> [Recorded data]

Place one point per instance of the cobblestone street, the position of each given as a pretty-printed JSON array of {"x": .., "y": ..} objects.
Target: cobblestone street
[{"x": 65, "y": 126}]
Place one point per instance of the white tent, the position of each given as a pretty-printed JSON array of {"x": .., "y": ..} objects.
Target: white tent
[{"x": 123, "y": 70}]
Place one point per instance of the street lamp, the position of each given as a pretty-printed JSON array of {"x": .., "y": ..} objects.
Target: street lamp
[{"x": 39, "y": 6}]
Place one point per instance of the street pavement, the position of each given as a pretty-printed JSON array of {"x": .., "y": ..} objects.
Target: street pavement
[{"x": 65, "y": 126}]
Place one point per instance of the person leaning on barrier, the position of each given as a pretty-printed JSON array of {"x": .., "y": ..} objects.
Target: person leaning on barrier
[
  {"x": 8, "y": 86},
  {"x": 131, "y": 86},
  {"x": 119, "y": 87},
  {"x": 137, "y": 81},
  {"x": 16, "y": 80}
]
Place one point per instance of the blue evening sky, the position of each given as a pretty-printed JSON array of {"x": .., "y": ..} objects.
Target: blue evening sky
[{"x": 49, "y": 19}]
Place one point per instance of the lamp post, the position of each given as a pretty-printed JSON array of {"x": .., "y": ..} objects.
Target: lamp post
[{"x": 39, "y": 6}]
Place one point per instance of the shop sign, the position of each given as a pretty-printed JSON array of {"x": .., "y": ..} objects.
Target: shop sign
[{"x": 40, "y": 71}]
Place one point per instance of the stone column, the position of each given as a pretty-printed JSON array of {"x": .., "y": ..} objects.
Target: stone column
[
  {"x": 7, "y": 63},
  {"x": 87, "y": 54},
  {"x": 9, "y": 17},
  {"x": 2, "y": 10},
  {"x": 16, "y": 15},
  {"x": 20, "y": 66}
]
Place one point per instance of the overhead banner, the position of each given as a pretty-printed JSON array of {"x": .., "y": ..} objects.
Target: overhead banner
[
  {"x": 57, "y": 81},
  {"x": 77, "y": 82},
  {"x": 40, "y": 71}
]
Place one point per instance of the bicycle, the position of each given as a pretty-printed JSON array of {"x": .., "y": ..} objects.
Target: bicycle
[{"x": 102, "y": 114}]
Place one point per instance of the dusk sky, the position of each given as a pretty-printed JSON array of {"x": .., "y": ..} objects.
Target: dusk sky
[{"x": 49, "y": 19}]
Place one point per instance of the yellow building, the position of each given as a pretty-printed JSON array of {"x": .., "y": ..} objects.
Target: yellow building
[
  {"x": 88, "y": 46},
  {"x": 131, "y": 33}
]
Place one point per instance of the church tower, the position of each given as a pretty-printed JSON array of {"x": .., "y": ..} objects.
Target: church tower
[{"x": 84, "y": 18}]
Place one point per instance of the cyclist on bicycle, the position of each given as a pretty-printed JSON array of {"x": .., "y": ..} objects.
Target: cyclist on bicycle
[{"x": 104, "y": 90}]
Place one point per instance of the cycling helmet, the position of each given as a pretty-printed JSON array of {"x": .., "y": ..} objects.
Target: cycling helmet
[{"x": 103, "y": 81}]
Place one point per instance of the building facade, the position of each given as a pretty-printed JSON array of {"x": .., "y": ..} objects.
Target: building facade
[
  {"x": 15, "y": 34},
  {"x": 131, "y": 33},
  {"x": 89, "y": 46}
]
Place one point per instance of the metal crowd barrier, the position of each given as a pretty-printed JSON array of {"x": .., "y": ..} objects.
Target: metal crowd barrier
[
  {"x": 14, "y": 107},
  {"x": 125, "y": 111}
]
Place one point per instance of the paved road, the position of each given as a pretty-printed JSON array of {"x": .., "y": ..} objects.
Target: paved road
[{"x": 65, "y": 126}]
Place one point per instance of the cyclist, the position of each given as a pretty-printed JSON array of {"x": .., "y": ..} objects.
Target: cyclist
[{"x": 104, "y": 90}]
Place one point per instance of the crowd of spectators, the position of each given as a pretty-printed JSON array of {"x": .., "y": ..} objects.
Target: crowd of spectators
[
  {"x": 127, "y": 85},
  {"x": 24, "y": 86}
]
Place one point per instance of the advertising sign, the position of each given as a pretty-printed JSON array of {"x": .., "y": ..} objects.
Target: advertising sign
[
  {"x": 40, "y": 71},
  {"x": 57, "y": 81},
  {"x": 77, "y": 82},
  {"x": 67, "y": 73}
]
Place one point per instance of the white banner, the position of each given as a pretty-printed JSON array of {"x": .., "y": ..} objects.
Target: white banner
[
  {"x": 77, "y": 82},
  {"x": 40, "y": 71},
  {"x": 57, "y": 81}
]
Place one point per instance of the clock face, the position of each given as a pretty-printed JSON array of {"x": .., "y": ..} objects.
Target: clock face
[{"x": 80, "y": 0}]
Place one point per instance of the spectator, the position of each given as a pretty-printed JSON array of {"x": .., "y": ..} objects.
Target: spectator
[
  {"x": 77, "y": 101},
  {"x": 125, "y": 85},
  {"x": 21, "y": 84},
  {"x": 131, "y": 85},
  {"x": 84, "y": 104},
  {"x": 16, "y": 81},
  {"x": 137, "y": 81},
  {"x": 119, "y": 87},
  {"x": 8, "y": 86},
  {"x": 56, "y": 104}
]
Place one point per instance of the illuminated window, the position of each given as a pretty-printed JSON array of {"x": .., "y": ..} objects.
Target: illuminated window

> [Aim of the exercise] Repeat the listing exactly, from its first line to its last.

> [Result of this exercise]
Place one point per instance of the cobblestone street, the position of each given as a pretty-printed JSON array of {"x": .., "y": ..} objects.
Target: cobblestone street
[{"x": 65, "y": 126}]
Place one point per instance of the white tent, the position of each given as a pretty-printed JSON array of {"x": .., "y": ..} objects.
Target: white tent
[{"x": 123, "y": 70}]
Place one point per instance of the street lamp, the position of each given as a pretty-printed JSON array of {"x": .., "y": ..} objects.
Target: street lamp
[{"x": 39, "y": 6}]
Place one point per instance of the street pavement, the position of each given as a pretty-printed JSON array of {"x": .., "y": ..} objects.
Target: street pavement
[{"x": 65, "y": 126}]
Place one point per instance of the person leaning on barrier, the position of each given as a pretty-printed JSON array of {"x": .., "y": ..} objects.
Target: person leaning on barrier
[
  {"x": 8, "y": 86},
  {"x": 131, "y": 86},
  {"x": 119, "y": 87},
  {"x": 137, "y": 81},
  {"x": 16, "y": 80}
]
Place one point per instance of the blue evening sky, the position of each given as a pretty-printed JSON array of {"x": .., "y": ..} objects.
Target: blue evening sky
[{"x": 49, "y": 19}]
Place one point per instance of the lamp post, the position of each given as a pretty-printed JSON array of {"x": .., "y": ..} objects.
Target: lamp post
[{"x": 39, "y": 6}]
Place one point per instance of the shop sign, the position of each given as a pretty-printed JSON array of {"x": .., "y": ..} objects.
Target: shop sign
[{"x": 40, "y": 71}]
Place one point per instance of the stone column, the position of each given as a pretty-printed JSON array of {"x": .., "y": ..} objects.
Target: stone column
[
  {"x": 7, "y": 63},
  {"x": 87, "y": 54},
  {"x": 9, "y": 17},
  {"x": 2, "y": 10},
  {"x": 16, "y": 15},
  {"x": 20, "y": 66}
]
Place one point per instance of the overhead banner, the position of each given as a pretty-printed JSON array of {"x": .., "y": ..} objects.
Target: overhead banner
[
  {"x": 57, "y": 81},
  {"x": 77, "y": 82},
  {"x": 40, "y": 71}
]
Place one point per instance of the bicycle, the position of each given as a pretty-printed JSON array of {"x": .., "y": ..} objects.
Target: bicycle
[{"x": 102, "y": 114}]
Place one point per instance of the dusk sky, the position of each given as a pretty-printed JSON array of {"x": .., "y": ..} objects.
Target: dusk sky
[{"x": 49, "y": 19}]
Place one point per instance of the yellow building, the position of each given as a pretty-printed JSON array of {"x": .., "y": ..} objects.
Target: yellow building
[
  {"x": 88, "y": 46},
  {"x": 131, "y": 33}
]
Place one point per instance of the church tower, the position of each given as a pretty-printed JSON array of {"x": .., "y": ..} objects.
Target: church tower
[{"x": 84, "y": 18}]
Place one point per instance of the cyclist on bicycle, the position of each given as a pretty-printed JSON array of {"x": .., "y": ..} objects.
Target: cyclist on bicycle
[{"x": 104, "y": 90}]
Place one point per instance of the cycling helmet, the position of each given as a pretty-printed JSON array of {"x": .., "y": ..} objects.
Target: cycling helmet
[{"x": 103, "y": 81}]
Place one point per instance of the building facade, the position of each given as a pretty-printed JSON array of {"x": .., "y": ..} objects.
Target: building facade
[
  {"x": 15, "y": 34},
  {"x": 131, "y": 33},
  {"x": 89, "y": 46}
]
Place one point per instance of the metal crowd barrier, the position of each given as a pretty-printed JSON array of {"x": .., "y": ..} objects.
Target: metal crowd barrier
[
  {"x": 14, "y": 107},
  {"x": 125, "y": 111}
]
Place one point per instance of the paved road, the position of each given as a pretty-printed JSON array of {"x": .., "y": ..} objects.
Target: paved road
[{"x": 65, "y": 126}]
Place one point per instance of the cyclist, the position of each given as a pretty-printed JSON array of {"x": .., "y": ..} objects.
Target: cyclist
[{"x": 104, "y": 90}]
Place one point per instance of the crowd of spectators, the position of each given as a pretty-printed JSON array of {"x": .., "y": ..} objects.
Target: crowd of spectators
[
  {"x": 127, "y": 85},
  {"x": 24, "y": 86}
]
Place one point per instance of the advertising sign, the position of each given as a pretty-printed JSON array of {"x": .., "y": ..} objects.
Target: advertising sign
[
  {"x": 40, "y": 71},
  {"x": 57, "y": 81},
  {"x": 77, "y": 82},
  {"x": 67, "y": 73}
]
Place one point per instance of the white banner, the position of each given as a pretty-printed JSON array of {"x": .., "y": ..} objects.
Target: white banner
[
  {"x": 77, "y": 82},
  {"x": 40, "y": 71},
  {"x": 57, "y": 81}
]
Place one point per instance of the clock face, the position of each given as a pretty-printed JSON array of {"x": .., "y": ..} objects.
Target: clock face
[{"x": 80, "y": 0}]
Place one point per instance of the spectator, the position of each given as a pretty-printed JSON array of {"x": .., "y": ..} objects.
Target: spectator
[
  {"x": 77, "y": 101},
  {"x": 125, "y": 85},
  {"x": 21, "y": 84},
  {"x": 131, "y": 85},
  {"x": 84, "y": 104},
  {"x": 16, "y": 81},
  {"x": 137, "y": 81},
  {"x": 119, "y": 87},
  {"x": 8, "y": 86},
  {"x": 56, "y": 104}
]
Place one point per instance of the illuminated window, the position of each given as a pretty-printed JSON array of {"x": .., "y": ..} objects.
Target: illuminated window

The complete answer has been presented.